Records shown.
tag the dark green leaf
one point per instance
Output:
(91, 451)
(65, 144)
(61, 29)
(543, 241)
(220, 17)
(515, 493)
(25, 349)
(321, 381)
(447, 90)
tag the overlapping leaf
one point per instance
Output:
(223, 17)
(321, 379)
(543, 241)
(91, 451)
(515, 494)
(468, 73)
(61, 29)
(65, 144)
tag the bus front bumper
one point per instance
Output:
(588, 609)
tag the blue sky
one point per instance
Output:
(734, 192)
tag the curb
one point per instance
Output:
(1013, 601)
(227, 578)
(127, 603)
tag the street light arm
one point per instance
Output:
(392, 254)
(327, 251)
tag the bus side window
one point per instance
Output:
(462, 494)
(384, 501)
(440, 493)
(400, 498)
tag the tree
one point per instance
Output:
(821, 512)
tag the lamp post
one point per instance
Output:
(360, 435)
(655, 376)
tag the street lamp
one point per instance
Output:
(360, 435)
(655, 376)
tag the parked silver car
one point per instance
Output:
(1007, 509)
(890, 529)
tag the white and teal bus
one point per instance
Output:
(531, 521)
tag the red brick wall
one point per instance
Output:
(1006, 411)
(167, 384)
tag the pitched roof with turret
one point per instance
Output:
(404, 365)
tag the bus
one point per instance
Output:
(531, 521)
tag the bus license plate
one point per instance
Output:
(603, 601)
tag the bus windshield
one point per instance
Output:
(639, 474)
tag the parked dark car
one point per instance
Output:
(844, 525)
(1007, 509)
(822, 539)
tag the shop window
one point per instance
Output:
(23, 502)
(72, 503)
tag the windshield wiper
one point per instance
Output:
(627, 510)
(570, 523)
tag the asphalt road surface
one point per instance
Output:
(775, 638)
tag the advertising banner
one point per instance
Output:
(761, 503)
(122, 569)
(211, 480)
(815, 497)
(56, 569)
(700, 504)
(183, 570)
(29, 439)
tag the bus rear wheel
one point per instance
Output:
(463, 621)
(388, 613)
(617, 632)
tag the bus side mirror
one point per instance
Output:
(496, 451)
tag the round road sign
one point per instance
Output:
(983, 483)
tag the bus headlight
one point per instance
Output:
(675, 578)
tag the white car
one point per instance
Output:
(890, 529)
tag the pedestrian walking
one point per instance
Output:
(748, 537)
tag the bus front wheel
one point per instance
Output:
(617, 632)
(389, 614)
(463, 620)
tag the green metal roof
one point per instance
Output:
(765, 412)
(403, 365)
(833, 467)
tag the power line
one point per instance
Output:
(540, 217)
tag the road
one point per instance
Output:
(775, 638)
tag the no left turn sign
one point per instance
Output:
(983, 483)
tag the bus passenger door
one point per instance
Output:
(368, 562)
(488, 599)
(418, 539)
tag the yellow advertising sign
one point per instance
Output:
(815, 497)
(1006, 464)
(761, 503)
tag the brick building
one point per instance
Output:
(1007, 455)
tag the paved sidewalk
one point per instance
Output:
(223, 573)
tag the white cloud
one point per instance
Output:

Task brief.
Copy the entries word for word, beginning at the line containing "tag the advertising banner" and continuing through the end of the entries.

Result of the task.
tag the advertising banner
one point per instance
Output:
(761, 503)
(122, 569)
(211, 480)
(815, 497)
(56, 569)
(700, 504)
(183, 570)
(29, 439)
tag the bus rear wheel
one point per instance
Output:
(463, 621)
(388, 613)
(617, 632)
tag the bus side mirror
one point per instance
Output:
(496, 451)
tag the round road sign
one point per instance
Output:
(983, 483)
tag the bus headlight
one point per instance
Output:
(675, 578)
tag the white car
one point per instance
Output:
(890, 529)
tag the pedestrian walking
one point per instance
Output:
(748, 537)
tag the bus front wheel
one point per instance
Output:
(617, 632)
(389, 614)
(463, 620)
tag the green metal roof
one point per instance
Output:
(765, 412)
(403, 365)
(833, 467)
tag the power line
one point per instance
Output:
(540, 217)
tag the road
one point per instance
Output:
(775, 638)
tag the no left turn sign
one point per instance
Output:
(983, 483)
tag the bus passenger door
one point per instance
Output:
(368, 562)
(488, 599)
(418, 539)
tag the yellow advertising sign
one point per instance
Output:
(815, 497)
(1006, 464)
(761, 503)
tag the brick building
one point per instance
Output:
(1007, 455)
tag the paved sidewalk
one point per instance
Output:
(223, 573)
tag the white cloud
one point per instance
Output:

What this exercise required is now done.